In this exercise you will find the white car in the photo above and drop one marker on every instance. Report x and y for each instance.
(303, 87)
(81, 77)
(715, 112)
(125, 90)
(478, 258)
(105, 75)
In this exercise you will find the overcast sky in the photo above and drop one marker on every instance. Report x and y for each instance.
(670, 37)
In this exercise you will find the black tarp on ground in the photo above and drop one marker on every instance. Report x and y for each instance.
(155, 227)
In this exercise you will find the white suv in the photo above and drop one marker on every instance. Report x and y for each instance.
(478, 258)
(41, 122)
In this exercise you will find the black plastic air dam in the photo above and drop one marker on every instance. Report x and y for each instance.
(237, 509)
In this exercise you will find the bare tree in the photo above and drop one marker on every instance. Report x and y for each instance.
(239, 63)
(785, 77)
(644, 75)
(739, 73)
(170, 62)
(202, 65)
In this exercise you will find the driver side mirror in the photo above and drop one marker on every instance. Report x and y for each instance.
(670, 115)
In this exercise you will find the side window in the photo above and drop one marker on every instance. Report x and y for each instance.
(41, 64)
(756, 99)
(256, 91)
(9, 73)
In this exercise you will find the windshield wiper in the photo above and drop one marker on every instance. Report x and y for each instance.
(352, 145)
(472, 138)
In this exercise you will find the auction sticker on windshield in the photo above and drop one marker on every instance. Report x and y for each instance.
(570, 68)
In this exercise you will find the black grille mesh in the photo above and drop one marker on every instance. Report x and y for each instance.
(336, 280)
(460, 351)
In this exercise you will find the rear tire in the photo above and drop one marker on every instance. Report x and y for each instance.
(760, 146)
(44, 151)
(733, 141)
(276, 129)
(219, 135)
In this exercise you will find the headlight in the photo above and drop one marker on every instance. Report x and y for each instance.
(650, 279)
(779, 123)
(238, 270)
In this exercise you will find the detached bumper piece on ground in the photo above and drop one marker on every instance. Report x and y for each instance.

What the task requires: Could you reproduce, exactly as written, the lines running from the one with "In this exercise you will find the black plastic" to the end of the entries above?

Your solution:
In this exercise you will find the black plastic air dam in the photo above and drop one marker on every instance. Report x and y for each instance.
(237, 509)
In this exercise you will find the bare tree in the photo above and drop one marker on every instance. Report x and y for each instance.
(239, 63)
(785, 77)
(644, 75)
(739, 73)
(170, 62)
(202, 65)
In this exercise you will find the driver side mirror in the photo above and drop one marker on every instance. Report x and y for each instance.
(670, 115)
In this exercise you will find the side window in the photo above and drop one marker on every instance. Report x and y for each instance.
(41, 64)
(756, 99)
(256, 91)
(9, 73)
In this exercise you will find the windshield wiper in the photo above and drop one marker on every instance. Report x and y for each instance.
(352, 145)
(472, 138)
In this exercise you will find the auction sticker on windshield in the photo above and drop one marker on every instance. Report x and y for each instance.
(570, 68)
In this exercise you will find the black grille mesh in the photo above and drop one marker on every instance. Report x and y for each instance.
(336, 280)
(460, 351)
In this exercise you will find the rear tire in the photo above and drop one marker on every instance. Report x and y for each instance.
(760, 146)
(44, 151)
(733, 141)
(276, 129)
(219, 135)
In this exercise you will find the headlight in the photo above and drop one marker on every instance. Report x and y for each instance.
(650, 279)
(779, 123)
(238, 270)
In this exercise you will find the detached bumper piece on ground in the photo above and drop one marker on every instance. Report x and y for each instance.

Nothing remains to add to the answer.